TAREA - Prosigue el texto sobre el catecismo periodístico a partir de su última frase.

FRAGMENTO -
★ ★ ★ ★

Entre
los principios tan seguros como esclerotizados del catecismo decimonónico del
padre Ripalda periodístico sigue figurando, y repitiéndose, aquel de que los
hechos son sagrados y las opiniones son libres. A pesar de su mezcla
sacroprofana (o quizá por eso), el axioma desprende un tufillo clerical que
echa para atrás. Y se funda en dos arcaicos espejismos: que los hechos —que el
catecismo suele confundir con las noticias— resultan entes uniformes,
monolíticos y monológicos, susceptibles de ser narrados linealmente y como
verdad de la buena, con estructura piramidal invertida,
escalera de cinco o seis W y
todo; y que una opinión no está sujeta a los dictámenes de la línea editorial,
a su vez trazada por la secta política de que derive, y por los anunciantes y
subvencionadores. Que pagan. Demasiada complejidad como para que el catecismo
periodístico —surgido en el XIX, como casi todo nuestro veraz y voraz mundo del
siglo XXI— no haya entrado en crisis. Pero que en barrena.

★ ★ ★ ★

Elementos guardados
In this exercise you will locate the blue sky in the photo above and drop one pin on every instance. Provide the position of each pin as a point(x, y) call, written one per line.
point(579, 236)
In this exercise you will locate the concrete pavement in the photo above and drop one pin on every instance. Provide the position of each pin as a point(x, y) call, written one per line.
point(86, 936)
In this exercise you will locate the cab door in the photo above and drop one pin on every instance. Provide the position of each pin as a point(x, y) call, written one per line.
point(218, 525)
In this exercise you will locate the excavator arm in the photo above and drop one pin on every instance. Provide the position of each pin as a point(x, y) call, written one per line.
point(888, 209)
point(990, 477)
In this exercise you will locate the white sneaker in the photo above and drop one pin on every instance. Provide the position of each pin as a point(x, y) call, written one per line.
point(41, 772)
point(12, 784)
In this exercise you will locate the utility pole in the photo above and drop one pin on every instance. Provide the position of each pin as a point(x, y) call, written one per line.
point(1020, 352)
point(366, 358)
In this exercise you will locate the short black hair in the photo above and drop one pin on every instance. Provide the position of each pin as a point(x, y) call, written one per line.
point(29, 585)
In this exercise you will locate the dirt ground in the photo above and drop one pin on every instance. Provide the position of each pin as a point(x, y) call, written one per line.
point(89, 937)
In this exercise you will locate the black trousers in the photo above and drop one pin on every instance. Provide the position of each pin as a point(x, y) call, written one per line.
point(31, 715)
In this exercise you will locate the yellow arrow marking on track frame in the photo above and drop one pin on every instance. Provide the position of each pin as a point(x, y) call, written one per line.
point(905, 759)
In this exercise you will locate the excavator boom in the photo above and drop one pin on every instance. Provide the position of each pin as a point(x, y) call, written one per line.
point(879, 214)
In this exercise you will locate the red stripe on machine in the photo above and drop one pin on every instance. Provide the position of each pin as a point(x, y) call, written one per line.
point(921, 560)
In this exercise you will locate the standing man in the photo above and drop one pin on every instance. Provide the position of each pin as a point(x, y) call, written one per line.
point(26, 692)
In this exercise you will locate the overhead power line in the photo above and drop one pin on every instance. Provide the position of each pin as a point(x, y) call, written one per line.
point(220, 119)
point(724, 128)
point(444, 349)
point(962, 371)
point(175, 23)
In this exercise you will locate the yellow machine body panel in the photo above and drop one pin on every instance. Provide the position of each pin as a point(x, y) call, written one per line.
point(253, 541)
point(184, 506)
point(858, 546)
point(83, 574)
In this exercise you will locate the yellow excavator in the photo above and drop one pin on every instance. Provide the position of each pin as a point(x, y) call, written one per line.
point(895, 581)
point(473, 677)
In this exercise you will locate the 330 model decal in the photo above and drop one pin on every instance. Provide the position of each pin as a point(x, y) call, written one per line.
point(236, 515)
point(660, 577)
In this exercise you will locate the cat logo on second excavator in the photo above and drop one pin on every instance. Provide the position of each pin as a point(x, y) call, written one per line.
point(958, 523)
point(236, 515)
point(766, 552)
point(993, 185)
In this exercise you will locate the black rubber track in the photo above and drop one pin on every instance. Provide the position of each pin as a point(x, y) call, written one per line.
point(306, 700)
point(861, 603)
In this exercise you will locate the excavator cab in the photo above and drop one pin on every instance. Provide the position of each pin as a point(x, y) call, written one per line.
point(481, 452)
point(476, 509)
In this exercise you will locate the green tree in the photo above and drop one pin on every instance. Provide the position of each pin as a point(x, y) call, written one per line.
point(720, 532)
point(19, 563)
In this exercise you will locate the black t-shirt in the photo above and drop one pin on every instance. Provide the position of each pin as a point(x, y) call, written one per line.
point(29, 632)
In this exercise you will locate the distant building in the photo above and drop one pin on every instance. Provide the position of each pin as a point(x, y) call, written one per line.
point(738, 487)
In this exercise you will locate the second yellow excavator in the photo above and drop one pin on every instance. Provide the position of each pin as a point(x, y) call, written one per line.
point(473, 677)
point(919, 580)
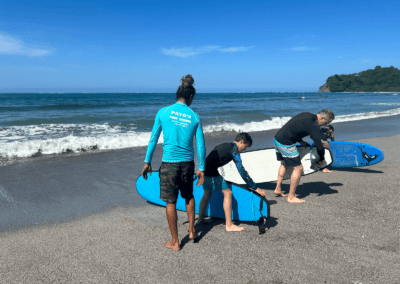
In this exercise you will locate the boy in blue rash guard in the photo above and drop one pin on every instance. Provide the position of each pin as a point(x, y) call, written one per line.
point(179, 125)
point(213, 181)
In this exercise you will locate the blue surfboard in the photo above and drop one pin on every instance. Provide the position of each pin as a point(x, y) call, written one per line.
point(354, 154)
point(246, 206)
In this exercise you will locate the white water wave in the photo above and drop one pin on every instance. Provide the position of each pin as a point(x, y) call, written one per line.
point(27, 141)
point(275, 122)
point(28, 148)
point(366, 115)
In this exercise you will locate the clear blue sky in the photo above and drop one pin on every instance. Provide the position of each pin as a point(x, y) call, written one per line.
point(60, 45)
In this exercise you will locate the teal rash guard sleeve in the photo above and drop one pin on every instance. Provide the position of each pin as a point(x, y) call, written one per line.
point(179, 124)
point(243, 173)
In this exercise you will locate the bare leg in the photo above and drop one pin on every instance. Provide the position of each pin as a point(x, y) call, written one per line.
point(190, 212)
point(173, 228)
point(295, 179)
point(203, 205)
point(281, 174)
point(326, 145)
point(230, 227)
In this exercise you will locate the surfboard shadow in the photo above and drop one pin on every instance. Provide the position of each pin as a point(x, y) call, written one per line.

★ ★ ★ ★

RESULTADO -
Con su aluvión de casos de presunciones, arrebatacapas,
insidias, asaltos a la ley y sospechas, todas las caras de la España actual (catalana,
andaluza, madrileña, valenciana…, así hasta diecisiete, tan escasamente diferenciales
o diferenciables entre sí) brindan excelentes laboratorios donde analizar los
procesos químicos en que se elabora la verdad y la mentira. El asunto no
resulta estrictamente mediático o periodístico. Ni siquiera —con perdón— filosófico.
También lo es, al menos, judicial, político, socio-económico, literario y
virtual. Lado este último que recién se añadió a la poliédrica verdad (o
mentira): con esas prisas que imprimen las redes sociales al envalentonado desahogo
o insulto anónimo.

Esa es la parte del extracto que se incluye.